**Short problem**
Put the lines below into a JSON list of strings, one string per line, leaving out blank lines. Omit the pictures from your answer.

**The records**
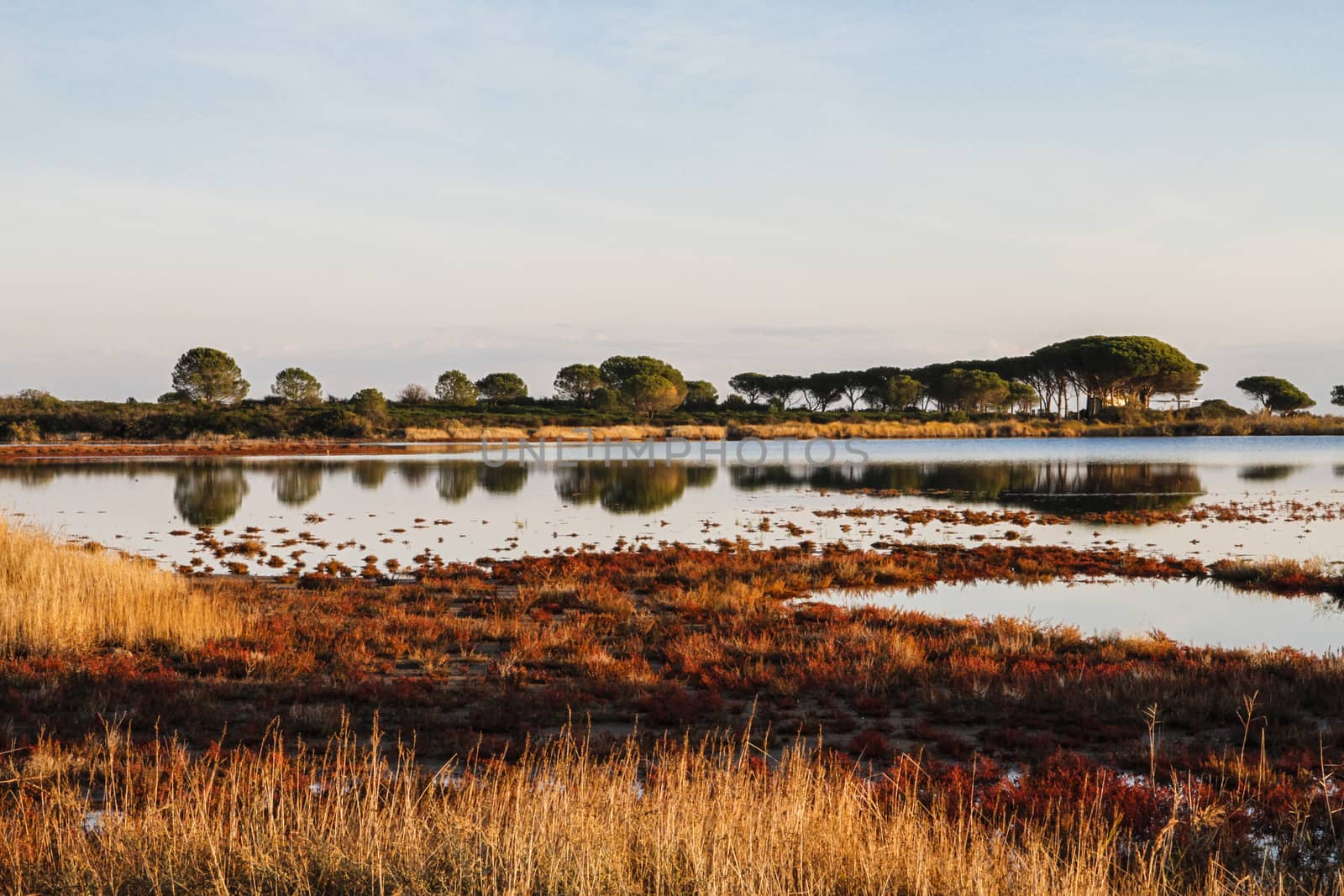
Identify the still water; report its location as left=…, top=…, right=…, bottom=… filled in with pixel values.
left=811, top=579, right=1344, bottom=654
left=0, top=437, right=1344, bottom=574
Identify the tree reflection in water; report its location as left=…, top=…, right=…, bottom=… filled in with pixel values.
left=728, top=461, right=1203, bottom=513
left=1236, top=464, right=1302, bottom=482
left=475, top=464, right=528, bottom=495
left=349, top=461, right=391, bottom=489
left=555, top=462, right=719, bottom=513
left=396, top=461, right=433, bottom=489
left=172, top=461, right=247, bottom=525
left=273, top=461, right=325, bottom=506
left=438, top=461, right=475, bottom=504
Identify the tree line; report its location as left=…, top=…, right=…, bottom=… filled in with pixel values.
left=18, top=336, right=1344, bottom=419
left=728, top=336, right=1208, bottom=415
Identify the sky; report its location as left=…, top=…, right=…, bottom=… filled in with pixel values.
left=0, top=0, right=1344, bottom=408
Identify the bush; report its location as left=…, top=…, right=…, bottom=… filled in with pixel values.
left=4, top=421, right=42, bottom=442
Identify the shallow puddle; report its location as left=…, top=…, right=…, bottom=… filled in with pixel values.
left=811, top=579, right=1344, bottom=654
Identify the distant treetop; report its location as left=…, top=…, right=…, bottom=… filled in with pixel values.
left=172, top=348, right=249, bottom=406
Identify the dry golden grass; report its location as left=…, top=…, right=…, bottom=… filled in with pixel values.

**Written solution**
[
  "Identify the still water; report its location as left=…, top=…, right=…, bottom=… filled in with pixel values.",
  "left=811, top=579, right=1344, bottom=654",
  "left=0, top=437, right=1344, bottom=574",
  "Identify the tree reflection in water; report its location as left=…, top=…, right=…, bottom=… filled in with pixel values.",
  "left=728, top=461, right=1203, bottom=513",
  "left=1236, top=464, right=1302, bottom=482",
  "left=475, top=464, right=528, bottom=495",
  "left=349, top=461, right=391, bottom=489",
  "left=555, top=462, right=719, bottom=513",
  "left=396, top=461, right=433, bottom=489",
  "left=172, top=461, right=247, bottom=525",
  "left=273, top=461, right=325, bottom=506",
  "left=438, top=461, right=475, bottom=504",
  "Identify the tree line; report its location as left=…, top=…, right=…, bottom=… filled in with pixel values.",
  "left=18, top=336, right=1344, bottom=419",
  "left=728, top=336, right=1208, bottom=415",
  "Identify the sky; report its location as left=…, top=…, right=…, bottom=… filled in with pixel values.",
  "left=0, top=0, right=1344, bottom=408",
  "Identify the bush; report its location as left=…, top=…, right=…, bottom=… filled in with pixel values.",
  "left=4, top=421, right=42, bottom=442",
  "Identify the shallow puddle; report its location as left=…, top=…, right=…, bottom=… filled in with pixel values.",
  "left=811, top=579, right=1344, bottom=654",
  "Identify the distant treetop; report its location as left=…, top=…, right=…, bottom=… filled in with pixel values.",
  "left=172, top=348, right=249, bottom=406",
  "Identify the dry golden grass; report its location as left=…, top=…, right=…, bottom=… filled in with pixel values."
]